Start of Material for the task

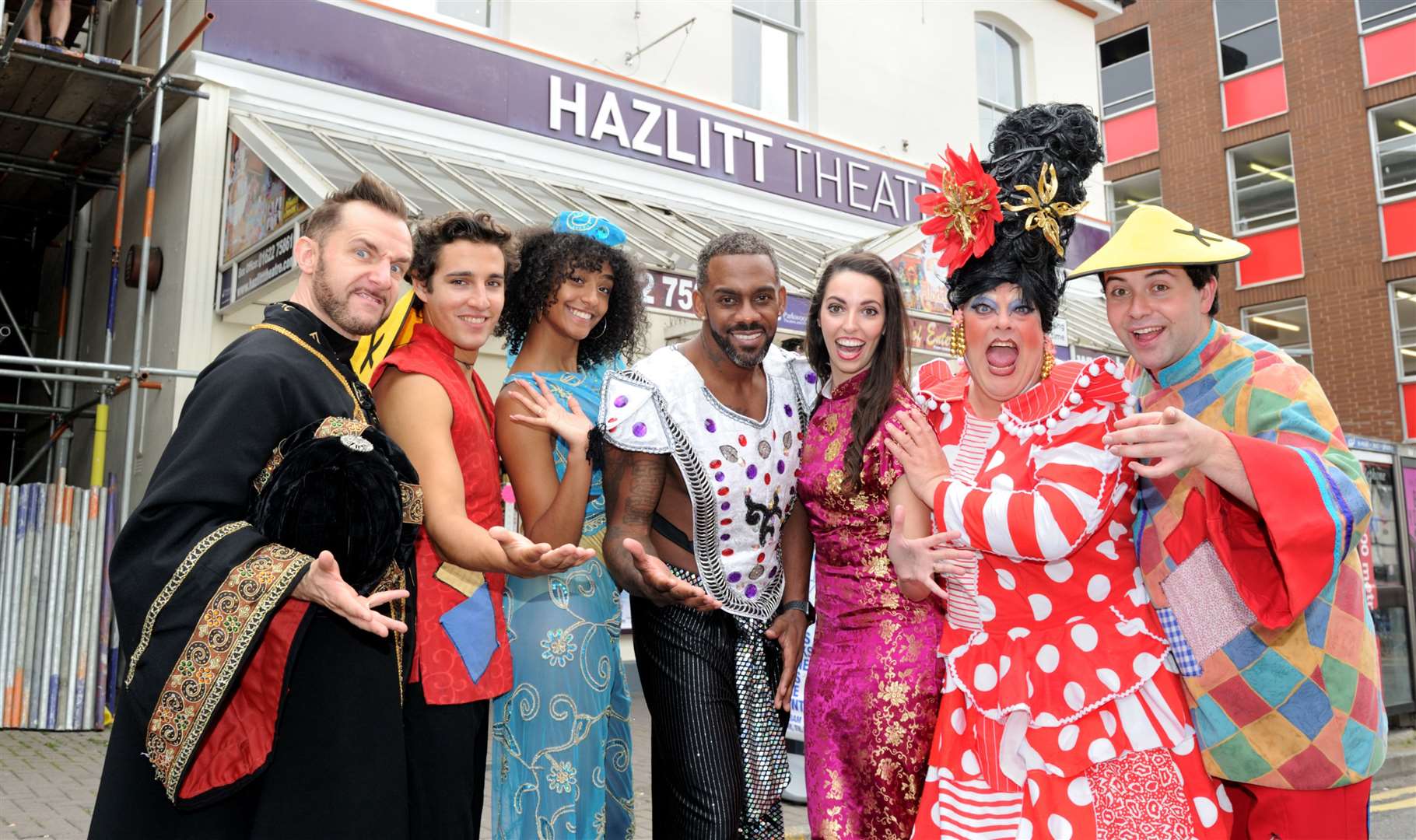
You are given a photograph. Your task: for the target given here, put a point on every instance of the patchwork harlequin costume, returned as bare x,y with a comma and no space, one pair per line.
1061,714
708,677
1265,608
258,712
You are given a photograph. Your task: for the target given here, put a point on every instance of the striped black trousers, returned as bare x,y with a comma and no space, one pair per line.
685,665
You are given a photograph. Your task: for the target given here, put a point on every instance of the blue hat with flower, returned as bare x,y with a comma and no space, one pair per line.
585,224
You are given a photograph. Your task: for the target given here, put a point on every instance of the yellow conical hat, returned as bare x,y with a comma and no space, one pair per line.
1155,236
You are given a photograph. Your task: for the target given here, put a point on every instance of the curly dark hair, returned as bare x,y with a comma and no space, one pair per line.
547,261
1022,143
450,227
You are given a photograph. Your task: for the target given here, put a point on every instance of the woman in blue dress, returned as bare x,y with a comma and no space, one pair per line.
561,737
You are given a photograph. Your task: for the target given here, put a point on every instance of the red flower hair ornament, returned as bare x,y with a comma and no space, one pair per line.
960,215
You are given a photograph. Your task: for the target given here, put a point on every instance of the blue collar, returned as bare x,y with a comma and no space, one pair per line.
1188,366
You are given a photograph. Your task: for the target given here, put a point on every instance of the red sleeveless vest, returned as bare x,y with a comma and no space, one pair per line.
436,665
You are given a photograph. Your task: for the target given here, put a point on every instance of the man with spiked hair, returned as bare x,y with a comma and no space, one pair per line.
259,688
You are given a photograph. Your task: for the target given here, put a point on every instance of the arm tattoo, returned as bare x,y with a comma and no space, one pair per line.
633,485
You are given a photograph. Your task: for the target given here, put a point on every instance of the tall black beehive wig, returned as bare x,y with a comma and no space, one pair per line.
1025,141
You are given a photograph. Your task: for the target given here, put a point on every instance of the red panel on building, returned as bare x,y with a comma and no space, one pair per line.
1400,224
1130,135
1409,403
1390,54
1255,96
1278,255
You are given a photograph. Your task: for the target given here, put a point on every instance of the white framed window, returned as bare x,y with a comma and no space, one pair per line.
1127,194
768,55
1285,324
1378,15
1404,324
480,15
1248,34
1262,189
1126,72
1393,149
1000,75
475,12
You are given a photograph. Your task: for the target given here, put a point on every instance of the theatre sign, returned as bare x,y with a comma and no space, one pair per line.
552,101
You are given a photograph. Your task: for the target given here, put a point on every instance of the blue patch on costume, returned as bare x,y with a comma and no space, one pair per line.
1245,648
1179,646
1212,724
471,626
1309,709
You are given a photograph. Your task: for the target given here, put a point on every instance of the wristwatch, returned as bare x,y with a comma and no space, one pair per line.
804,607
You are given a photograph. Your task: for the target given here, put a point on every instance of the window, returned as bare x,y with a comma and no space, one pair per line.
1404,306
1393,131
1130,193
766,55
1376,15
1000,75
1248,34
1126,72
1262,190
482,15
1285,324
473,12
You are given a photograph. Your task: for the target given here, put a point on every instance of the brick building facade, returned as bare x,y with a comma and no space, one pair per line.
1290,125
1344,271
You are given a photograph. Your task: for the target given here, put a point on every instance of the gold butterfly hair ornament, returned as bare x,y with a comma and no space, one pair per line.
1044,212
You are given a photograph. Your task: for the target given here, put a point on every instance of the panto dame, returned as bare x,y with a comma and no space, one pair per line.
873,689
1060,716
559,738
1250,512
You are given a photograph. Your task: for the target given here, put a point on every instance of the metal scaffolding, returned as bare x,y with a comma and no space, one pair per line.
74,110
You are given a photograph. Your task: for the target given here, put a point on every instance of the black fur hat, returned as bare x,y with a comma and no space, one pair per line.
1022,143
342,486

End of Material for the task

**What is being asked**
Transcribe exactly, starting at the line with "of the gold" and continuing through the last line of the data above; leave out all earlier lines.

**Problem solution**
You are given a photograph. Your task: for the target given here, put a point on every instance of the gold butterfly hair ornament, returned as bare x,y with a comma and no space, one pair per line.
1044,212
You are given a photograph. Your task: for the target given here, put a point on every instance of the panto dame, returned as bare x,y with a comma and no space, one pair per line.
873,689
1060,716
559,738
1250,512
You are given a photograph. Your task: for the target given here, put a point on every instance of the metal scaffolding, returned as bare x,y with a comma and no space, one pair per line.
74,110
You are given a photograph. Your task: for the target given here, put a point on every instance of the black fur hat, returned as bare x,y with a comma and no space, one pair per line.
1022,143
342,486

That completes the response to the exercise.